■ **What you have to do**: Reproduce the entire passage on assisted suicide word for word.

But it strikes me as an even more dangerous attitude towards those with long term mental health conditions. Anyone who has been through or supported someone through a mental health crisis will know how utterly debilitating it can be. How difficult is to persuade someone that their life is worth living.

For example, when someone has been through severe trauma, or the loss of a job or relationship and wants to end it all – they may well face the prospect of much greater hardship than someone in a potentially painful end of life experience. What message do we send to them if we say it’s rational for others to want to end their life?

For the good of all, we must consistently uphold that it is always irrational to want to end your life.

Killing really is a slippery slope

On moral matters, minor, restrictive changes in the law never stay that way. The extreme liberalisation of abortion practice in the 52 years of the Abortion Act are a case in point. What was meant to make abortions safe, legal and rare opened the floodgates to women calling up to get pills for unsafe home abortions, never being seen by a clinician and never even speaking to a doctor. Without even substantively changing the law!

Some people love to point fingers and claim that people like me are guilty of slippery slope fallacies but even if assisted suicide were a good idea, the idea that it could be restricted to extreme cases is ludicrous and goes against all the available evidence.

Again, Dr MacDonald puts it well:

“They have seen what happens in the small number of jurisdictions that have gone down this dangerous path – places like Oregon and Washington. These two US states are held up as the model to copy, but in both, a majority of those opting to end their lives cite fear of being a burden as among their key reasons, and others talk about financial concerns. While the list of conditions that qualify for the lethal cocktail of barbiturates continues to grow, some experts have warned that allowing assisted dying might also be normalising suicide in the general population. Suicide rates are, after all, a third higher in Oregon than the US average.

“In Canada, last year a Court struck down the requirement that a person be terminally ill before they qualify for euthanasia. This followed the case of Alan Nichols, a former school caretaker who was physically healthy, but struggled with depression. His life was ended by lethal injection in July. Roger Foley, meanwhile, was repeatedly offered the drugs to kill himself, while being denied the social care to live a dignified life, due to the cost.

■ **Data section**:
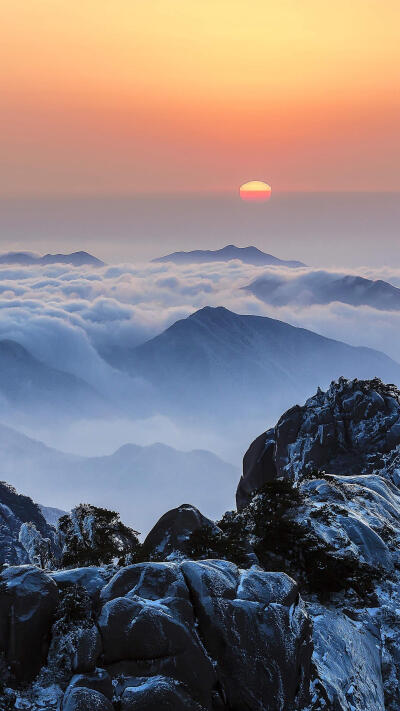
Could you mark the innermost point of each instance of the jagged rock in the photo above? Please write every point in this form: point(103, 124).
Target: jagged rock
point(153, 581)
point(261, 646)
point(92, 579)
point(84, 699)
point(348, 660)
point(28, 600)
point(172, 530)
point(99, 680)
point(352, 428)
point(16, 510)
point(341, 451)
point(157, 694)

--

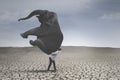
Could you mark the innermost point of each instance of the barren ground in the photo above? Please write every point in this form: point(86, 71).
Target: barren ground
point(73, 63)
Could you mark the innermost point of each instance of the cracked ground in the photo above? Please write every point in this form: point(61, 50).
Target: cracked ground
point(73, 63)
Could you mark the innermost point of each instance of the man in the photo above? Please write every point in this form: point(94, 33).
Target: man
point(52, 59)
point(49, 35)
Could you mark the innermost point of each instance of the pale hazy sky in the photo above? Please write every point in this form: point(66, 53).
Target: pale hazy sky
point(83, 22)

...

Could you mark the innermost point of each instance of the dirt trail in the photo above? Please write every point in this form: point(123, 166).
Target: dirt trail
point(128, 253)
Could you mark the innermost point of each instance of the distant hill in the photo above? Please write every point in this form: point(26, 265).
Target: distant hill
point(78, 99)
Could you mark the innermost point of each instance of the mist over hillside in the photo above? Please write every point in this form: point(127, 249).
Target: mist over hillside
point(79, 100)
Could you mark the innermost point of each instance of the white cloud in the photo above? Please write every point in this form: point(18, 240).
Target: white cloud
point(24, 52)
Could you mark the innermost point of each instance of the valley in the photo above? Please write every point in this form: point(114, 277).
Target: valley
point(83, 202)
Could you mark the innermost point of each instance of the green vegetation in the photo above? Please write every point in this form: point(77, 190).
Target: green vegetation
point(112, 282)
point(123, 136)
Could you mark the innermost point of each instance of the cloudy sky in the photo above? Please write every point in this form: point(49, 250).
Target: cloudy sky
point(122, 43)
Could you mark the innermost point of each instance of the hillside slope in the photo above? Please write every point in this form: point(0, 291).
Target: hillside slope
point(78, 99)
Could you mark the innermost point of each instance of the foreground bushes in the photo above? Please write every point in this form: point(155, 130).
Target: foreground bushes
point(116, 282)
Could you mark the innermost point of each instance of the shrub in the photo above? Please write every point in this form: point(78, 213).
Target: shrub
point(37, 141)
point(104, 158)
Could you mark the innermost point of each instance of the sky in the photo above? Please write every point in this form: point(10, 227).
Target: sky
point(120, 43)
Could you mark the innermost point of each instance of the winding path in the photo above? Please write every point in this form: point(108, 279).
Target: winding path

■ **Output of the exercise**:
But it strikes me as an even more dangerous attitude towards those with long term mental health conditions. Anyone who has been through or supported someone through a mental health crisis will know how utterly debilitating it can be. How difficult is to persuade someone that their life is worth living.

For example, when someone has been through severe trauma, or the loss of a job or relationship and wants to end it all – they may well face the prospect of much greater hardship than someone in a potentially painful end of life experience. What message do we send to them if we say it’s rational for others to want to end their life?

For the good of all, we must consistently uphold that it is always irrational to want to end your life.

Killing really is a slippery slope

On moral matters, minor, restrictive changes in the law never stay that way. The extreme liberalisation of abortion practice in the 52 years of the Abortion Act are a case in point. What was meant to make abortions safe, legal and rare opened the floodgates to women calling up to get pills for unsafe home abortions, never being seen by a clinician and never even speaking to a doctor. Without even substantively changing the law!

Some people love to point fingers and claim that people like me are guilty of slippery slope fallacies but even if assisted suicide were a good idea, the idea that it could be restricted to extreme cases is ludicrous and goes against all the available evidence.

Again, Dr MacDonald puts it well:

“They have seen what happens in the small number of jurisdictions that have gone down this dangerous path – places like Oregon and Washington. These two US states are held up as the model to copy, but in both, a majority of those opting to end their lives cite fear of being a burden as among their key reasons, and others talk about financial concerns. While the list of conditions that qualify for the lethal cocktail of barbiturates continues to grow, some experts have warned that allowing assisted dying might also be normalising suicide in the general population. Suicide rates are, after all, a third higher in Oregon than the US average.

“In Canada, last year a Court struck down the requirement that a person be terminally ill before they qualify for euthanasia. This followed the case of Alan Nichols, a former school caretaker who was physically healthy, but struggled with depression. His life was ended by lethal injection in July. Roger Foley, meanwhile, was repeatedly offered the drugs to kill himself, while being denied the social care to live a dignified life, due to the cost.